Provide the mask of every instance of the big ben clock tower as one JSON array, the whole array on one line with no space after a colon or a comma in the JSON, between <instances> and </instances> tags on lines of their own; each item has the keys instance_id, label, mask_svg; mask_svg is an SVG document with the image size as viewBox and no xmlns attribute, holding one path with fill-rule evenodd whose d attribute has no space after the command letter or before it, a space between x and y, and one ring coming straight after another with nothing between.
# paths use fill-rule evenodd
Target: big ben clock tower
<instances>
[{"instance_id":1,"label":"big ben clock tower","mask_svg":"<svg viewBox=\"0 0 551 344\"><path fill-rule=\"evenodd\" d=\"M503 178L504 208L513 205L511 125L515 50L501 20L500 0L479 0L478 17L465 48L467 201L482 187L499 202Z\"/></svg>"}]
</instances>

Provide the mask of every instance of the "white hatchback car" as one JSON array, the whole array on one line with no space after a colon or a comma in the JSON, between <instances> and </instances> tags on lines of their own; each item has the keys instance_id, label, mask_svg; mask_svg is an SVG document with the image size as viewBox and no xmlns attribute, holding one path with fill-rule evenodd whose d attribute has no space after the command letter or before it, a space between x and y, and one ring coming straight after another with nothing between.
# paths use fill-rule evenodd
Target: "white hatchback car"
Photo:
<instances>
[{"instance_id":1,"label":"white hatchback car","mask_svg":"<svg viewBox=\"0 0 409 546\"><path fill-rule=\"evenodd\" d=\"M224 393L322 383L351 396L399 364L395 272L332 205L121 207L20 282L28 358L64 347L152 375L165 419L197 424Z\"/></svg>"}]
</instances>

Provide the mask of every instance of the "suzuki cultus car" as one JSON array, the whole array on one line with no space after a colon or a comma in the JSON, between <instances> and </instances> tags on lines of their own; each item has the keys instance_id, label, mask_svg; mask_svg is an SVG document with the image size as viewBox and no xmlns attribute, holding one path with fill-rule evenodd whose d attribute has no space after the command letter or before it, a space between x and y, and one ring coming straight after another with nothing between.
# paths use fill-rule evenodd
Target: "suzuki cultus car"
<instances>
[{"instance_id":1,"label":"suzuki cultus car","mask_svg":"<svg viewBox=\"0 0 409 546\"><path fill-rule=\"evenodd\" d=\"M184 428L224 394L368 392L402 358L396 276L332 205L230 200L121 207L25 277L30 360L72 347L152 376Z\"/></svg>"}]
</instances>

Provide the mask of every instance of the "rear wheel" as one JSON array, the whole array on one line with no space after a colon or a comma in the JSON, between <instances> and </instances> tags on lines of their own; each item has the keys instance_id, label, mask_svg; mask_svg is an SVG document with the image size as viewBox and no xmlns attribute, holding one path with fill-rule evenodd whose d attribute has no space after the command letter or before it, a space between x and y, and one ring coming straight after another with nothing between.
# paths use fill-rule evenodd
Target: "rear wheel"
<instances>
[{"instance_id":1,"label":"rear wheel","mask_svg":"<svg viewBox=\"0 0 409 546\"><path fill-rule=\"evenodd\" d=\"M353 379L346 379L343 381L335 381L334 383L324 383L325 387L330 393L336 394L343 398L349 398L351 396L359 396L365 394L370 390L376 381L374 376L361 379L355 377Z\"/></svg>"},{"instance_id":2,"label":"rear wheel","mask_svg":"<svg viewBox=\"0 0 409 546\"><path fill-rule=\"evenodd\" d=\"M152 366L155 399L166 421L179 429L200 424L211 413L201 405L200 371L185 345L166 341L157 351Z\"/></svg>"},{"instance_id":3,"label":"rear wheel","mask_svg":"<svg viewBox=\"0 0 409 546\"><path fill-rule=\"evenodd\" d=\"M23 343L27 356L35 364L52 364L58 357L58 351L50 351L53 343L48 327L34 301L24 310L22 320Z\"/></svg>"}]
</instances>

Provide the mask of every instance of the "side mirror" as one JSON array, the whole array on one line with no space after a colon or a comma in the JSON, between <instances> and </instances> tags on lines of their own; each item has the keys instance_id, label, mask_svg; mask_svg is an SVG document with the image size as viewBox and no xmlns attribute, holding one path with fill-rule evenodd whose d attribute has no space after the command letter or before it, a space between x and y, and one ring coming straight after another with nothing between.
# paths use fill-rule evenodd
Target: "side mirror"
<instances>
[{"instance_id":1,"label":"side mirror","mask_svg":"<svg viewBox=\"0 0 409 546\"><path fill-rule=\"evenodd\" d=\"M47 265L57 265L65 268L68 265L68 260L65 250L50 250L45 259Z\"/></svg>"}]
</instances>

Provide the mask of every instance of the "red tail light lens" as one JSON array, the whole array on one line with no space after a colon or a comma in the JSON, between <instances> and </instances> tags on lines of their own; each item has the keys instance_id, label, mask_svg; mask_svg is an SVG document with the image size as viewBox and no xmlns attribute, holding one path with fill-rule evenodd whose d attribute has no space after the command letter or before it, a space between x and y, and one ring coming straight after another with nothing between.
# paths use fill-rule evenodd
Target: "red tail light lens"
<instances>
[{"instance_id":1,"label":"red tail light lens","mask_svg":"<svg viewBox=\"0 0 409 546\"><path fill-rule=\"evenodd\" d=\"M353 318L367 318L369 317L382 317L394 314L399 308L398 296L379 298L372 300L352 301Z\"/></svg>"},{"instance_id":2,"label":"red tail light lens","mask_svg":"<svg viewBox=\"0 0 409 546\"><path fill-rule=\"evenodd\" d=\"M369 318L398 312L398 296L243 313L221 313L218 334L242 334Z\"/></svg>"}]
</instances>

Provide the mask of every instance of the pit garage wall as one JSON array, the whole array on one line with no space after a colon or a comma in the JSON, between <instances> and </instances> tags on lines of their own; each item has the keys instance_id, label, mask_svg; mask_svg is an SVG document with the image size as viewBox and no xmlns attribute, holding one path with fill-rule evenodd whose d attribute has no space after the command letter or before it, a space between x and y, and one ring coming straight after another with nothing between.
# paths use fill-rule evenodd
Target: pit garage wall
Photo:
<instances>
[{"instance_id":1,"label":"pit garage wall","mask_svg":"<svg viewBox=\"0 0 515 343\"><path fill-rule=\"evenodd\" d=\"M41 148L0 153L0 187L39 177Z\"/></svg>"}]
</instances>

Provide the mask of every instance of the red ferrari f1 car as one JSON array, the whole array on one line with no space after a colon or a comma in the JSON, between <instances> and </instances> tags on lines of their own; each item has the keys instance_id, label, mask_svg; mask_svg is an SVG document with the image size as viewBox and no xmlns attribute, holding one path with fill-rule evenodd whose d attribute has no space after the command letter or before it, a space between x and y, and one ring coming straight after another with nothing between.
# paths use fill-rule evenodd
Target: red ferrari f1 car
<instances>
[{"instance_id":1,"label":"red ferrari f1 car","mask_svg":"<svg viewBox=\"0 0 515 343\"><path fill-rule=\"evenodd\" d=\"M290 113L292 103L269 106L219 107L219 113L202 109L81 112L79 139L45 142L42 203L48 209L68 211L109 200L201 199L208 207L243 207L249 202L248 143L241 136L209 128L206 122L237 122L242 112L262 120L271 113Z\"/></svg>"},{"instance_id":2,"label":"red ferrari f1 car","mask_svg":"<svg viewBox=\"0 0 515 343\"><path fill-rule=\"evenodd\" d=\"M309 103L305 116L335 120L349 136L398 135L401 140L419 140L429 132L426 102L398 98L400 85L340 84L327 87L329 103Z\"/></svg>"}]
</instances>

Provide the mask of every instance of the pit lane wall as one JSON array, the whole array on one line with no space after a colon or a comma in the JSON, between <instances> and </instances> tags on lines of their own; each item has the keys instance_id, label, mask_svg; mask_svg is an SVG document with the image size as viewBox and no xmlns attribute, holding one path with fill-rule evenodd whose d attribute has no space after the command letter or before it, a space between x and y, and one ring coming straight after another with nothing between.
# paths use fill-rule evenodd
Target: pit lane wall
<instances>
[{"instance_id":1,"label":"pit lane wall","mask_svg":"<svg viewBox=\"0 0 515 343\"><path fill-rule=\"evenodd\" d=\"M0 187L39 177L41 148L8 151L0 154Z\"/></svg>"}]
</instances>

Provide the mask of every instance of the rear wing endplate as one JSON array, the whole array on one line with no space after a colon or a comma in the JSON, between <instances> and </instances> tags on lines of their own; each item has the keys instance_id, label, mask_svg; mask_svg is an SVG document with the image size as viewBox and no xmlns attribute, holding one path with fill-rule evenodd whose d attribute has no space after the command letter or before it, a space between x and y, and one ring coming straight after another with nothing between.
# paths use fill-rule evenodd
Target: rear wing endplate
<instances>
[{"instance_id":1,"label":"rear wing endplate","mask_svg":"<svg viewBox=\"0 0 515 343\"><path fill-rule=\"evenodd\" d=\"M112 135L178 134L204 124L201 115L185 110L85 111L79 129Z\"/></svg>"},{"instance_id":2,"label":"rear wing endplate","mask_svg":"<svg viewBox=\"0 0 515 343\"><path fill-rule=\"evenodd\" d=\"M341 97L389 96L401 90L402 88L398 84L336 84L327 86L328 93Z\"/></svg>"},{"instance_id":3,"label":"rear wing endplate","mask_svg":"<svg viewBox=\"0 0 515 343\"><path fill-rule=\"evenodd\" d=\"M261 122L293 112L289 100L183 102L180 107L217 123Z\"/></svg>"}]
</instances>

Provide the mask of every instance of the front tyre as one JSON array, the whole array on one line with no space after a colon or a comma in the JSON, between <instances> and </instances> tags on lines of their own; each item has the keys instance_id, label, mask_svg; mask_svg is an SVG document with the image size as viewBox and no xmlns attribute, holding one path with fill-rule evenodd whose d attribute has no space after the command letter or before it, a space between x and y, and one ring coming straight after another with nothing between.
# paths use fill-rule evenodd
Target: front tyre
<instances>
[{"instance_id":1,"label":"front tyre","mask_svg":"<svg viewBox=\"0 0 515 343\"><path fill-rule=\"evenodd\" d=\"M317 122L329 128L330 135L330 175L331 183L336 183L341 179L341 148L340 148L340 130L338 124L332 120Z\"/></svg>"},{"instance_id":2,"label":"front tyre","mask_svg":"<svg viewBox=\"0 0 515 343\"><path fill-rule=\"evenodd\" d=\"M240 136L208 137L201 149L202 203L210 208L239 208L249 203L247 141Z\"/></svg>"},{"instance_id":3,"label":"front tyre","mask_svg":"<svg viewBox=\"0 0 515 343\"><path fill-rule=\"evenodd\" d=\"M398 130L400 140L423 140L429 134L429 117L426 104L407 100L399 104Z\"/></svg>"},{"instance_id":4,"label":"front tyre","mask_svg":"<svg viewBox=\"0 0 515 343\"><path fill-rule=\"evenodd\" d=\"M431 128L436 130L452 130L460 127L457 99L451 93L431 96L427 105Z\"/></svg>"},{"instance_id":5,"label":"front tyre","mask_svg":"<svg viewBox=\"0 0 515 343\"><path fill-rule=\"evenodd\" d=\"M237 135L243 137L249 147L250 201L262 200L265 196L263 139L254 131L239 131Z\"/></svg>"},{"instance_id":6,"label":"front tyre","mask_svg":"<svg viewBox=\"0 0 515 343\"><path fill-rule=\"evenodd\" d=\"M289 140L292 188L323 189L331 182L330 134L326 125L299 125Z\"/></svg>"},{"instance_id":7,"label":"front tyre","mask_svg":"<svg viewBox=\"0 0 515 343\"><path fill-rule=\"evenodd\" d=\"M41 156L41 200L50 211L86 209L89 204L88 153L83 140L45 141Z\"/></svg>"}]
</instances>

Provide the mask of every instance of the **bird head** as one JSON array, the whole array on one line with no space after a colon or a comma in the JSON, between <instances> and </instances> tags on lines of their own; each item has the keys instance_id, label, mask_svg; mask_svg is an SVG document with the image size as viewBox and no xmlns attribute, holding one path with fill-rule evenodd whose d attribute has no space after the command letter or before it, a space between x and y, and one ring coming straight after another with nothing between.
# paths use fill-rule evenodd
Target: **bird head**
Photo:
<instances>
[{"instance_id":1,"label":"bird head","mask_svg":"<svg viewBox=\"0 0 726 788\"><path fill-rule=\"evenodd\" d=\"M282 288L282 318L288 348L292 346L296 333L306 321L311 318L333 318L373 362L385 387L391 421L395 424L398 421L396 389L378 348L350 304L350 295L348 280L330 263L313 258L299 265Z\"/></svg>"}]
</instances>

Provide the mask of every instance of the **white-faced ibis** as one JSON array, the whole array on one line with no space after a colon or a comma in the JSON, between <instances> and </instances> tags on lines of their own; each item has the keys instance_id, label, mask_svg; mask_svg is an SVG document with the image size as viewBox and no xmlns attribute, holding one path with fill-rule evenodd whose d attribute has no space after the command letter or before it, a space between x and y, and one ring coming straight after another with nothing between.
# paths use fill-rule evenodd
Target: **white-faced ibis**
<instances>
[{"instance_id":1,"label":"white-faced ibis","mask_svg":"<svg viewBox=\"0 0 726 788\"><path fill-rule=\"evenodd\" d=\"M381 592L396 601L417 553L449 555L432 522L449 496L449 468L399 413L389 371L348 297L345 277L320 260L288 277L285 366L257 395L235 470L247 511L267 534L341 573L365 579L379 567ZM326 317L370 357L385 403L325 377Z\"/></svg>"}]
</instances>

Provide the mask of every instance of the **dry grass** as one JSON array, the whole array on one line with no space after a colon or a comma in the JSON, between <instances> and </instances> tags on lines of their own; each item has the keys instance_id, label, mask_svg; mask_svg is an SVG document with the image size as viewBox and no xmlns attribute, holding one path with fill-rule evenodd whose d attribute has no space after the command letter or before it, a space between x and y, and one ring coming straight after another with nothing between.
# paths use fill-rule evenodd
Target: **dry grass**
━━━━━━━━━━━━━━━━━━━━
Find each line of the entries above that contains the string "grass", treating uppercase and lowercase as different, and copy every such line in full.

Provide the mask of every instance of the **dry grass** as one JSON array, the whole array on one line with no space after a colon or a comma in the JSON, between <instances> and </instances> tags on lines of their own; each item has the keys instance_id, label, mask_svg; mask_svg is an SVG document with the image size as viewBox and no xmlns attribute, holding one path with fill-rule evenodd whose d attribute has no space after the command letter or before it, a space between x and y, and one ring coming straight after another with nothing between.
Target: **dry grass**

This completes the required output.